How Reading in a Second Language Protects Your Heart

Yan Jing Wu 1, Guillaume Thierry 1,2,
PMCID: PMC6621108  PMID: 22573670

Abstract

Reading words in a second language spontaneously activates native language translations in the human bilingual mind. Here, we show that the emotional valence of a word presented in English constrains unconscious access to its Chinese translation. We asked native speakers of Chinese fluent with English to indicate whether or not pairs of English words were related in meaning while monitoring their brain electrical activity. Unbeknownst to the participants, some of the word pairs hid a sound repetition if translated into Chinese. Remarkably, English words with a negative valence such as “violence” did not automatically activate their Chinese translation, even though we observed the expected sound repetition priming effect for positive and neutral words, such as “holiday” and “theory.” These findings show that emotion conveyed by words determines language activation in bilinguals, where potentially disturbing stimuli trigger inhibitory mechanisms that block access to the native language.

Introduction

More than half of the world's population uses words in two or more languages on a daily basis. It has long been debated whether bilingual individuals access word forms from long-term memory in a language-selective fashion. Some studies have shown that reading, listening, and speaking in the second language automatically activates lexical representations in the first language (Dijkstra et al., 1998; Spivey and Marian, 1999; Costa et al., 2000; Thierry and Wu, 2007; Martin et al., 2009; Wu and Thierry, 2010, 2012). Others have suggested that bilinguals can “switch off” nontarget language representations and process words in the target language without observable interference from the other (Rodriguez-Fornells et al., 2002; Elston-Güttler et al., 2005; FitzPatrick and Indefrey, 2010).

• [Given entries]:

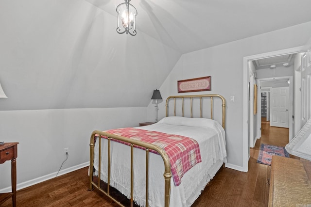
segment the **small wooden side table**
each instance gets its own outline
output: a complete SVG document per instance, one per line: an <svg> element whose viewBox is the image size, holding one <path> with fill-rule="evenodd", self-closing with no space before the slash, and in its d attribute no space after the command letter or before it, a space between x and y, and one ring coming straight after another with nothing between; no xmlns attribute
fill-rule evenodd
<svg viewBox="0 0 311 207"><path fill-rule="evenodd" d="M139 123L139 127L143 127L144 126L151 125L155 124L154 122L144 122L142 123Z"/></svg>
<svg viewBox="0 0 311 207"><path fill-rule="evenodd" d="M0 193L0 205L12 197L13 207L16 206L16 158L18 143L6 143L0 145L0 164L11 160L12 192Z"/></svg>

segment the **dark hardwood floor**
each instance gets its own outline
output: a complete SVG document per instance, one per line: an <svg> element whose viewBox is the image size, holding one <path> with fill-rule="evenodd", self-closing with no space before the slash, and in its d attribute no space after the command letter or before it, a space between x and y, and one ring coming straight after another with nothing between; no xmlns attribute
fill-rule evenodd
<svg viewBox="0 0 311 207"><path fill-rule="evenodd" d="M257 163L260 145L264 143L285 146L288 143L288 128L270 127L268 122L262 121L261 138L250 149L248 172L221 168L192 206L268 206L269 186L267 181L270 177L270 166ZM18 191L17 206L118 206L98 191L88 191L87 169L82 168ZM11 200L1 206L12 206Z"/></svg>

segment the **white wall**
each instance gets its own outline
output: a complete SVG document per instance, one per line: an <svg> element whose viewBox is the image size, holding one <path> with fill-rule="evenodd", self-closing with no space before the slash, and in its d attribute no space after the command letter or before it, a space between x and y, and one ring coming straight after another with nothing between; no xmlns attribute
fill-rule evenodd
<svg viewBox="0 0 311 207"><path fill-rule="evenodd" d="M311 22L185 54L160 90L162 97L177 95L177 81L211 76L211 91L227 100L227 166L242 170L243 58L304 45L311 36ZM185 94L186 95L186 94ZM235 102L230 102L234 96ZM153 105L148 108L152 120ZM165 101L159 104L159 117L165 116Z"/></svg>
<svg viewBox="0 0 311 207"><path fill-rule="evenodd" d="M66 158L65 147L65 173L88 165L93 131L138 127L146 114L146 107L0 111L1 141L19 143L17 189L55 176ZM10 162L0 167L0 192L9 191Z"/></svg>

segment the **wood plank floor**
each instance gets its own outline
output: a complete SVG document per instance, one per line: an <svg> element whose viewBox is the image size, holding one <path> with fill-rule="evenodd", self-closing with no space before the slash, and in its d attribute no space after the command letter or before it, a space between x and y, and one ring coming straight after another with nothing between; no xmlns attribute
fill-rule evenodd
<svg viewBox="0 0 311 207"><path fill-rule="evenodd" d="M249 172L222 168L192 206L267 206L267 180L270 177L270 167L257 163L260 145L264 143L285 146L288 143L288 128L270 127L269 122L262 121L262 137L250 149ZM87 190L87 168L84 168L18 191L17 206L118 206L98 191ZM12 206L11 200L1 206Z"/></svg>

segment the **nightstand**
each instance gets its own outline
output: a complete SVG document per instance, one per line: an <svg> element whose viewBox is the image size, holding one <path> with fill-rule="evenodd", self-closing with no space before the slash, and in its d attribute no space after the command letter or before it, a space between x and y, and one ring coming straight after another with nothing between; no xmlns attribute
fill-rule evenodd
<svg viewBox="0 0 311 207"><path fill-rule="evenodd" d="M151 125L155 124L155 122L144 122L142 123L139 123L139 127L143 127L144 126Z"/></svg>
<svg viewBox="0 0 311 207"><path fill-rule="evenodd" d="M16 206L16 158L18 143L7 143L0 145L0 164L11 160L12 192L0 193L0 205L12 197L13 206ZM1 177L0 179L3 179Z"/></svg>

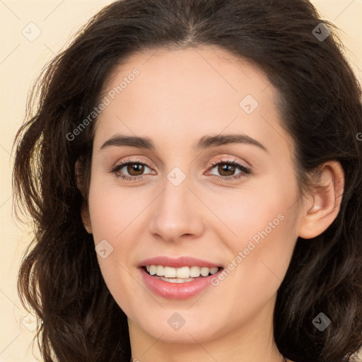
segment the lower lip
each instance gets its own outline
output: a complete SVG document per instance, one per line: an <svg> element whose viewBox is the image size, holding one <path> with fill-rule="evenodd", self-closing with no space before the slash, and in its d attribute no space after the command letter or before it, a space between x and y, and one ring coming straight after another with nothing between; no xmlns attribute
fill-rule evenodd
<svg viewBox="0 0 362 362"><path fill-rule="evenodd" d="M187 299L199 294L211 285L213 278L218 276L223 269L220 269L213 275L204 276L192 281L185 283L169 283L149 275L143 268L139 268L144 281L148 289L156 294L169 299Z"/></svg>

• [Objective]:
Return the portion of the passage on second-language reading that begins at the words "More than half" and ends after "and Indefrey, 2010).", copied word for word.

• [Output below]:
More than half of the world's population uses words in two or more languages on a daily basis. It has long been debated whether bilingual individuals access word forms from long-term memory in a language-selective fashion. Some studies have shown that reading, listening, and speaking in the second language automatically activates lexical representations in the first language (Dijkstra et al., 1998; Spivey and Marian, 1999; Costa et al., 2000; Thierry and Wu, 2007; Martin et al., 2009; Wu and Thierry, 2010, 2012). Others have suggested that bilinguals can “switch off” nontarget language representations and process words in the target language without observable interference from the other (Rodriguez-Fornells et al., 2002; Elston-Güttler et al., 2005; FitzPatrick and Indefrey, 2010).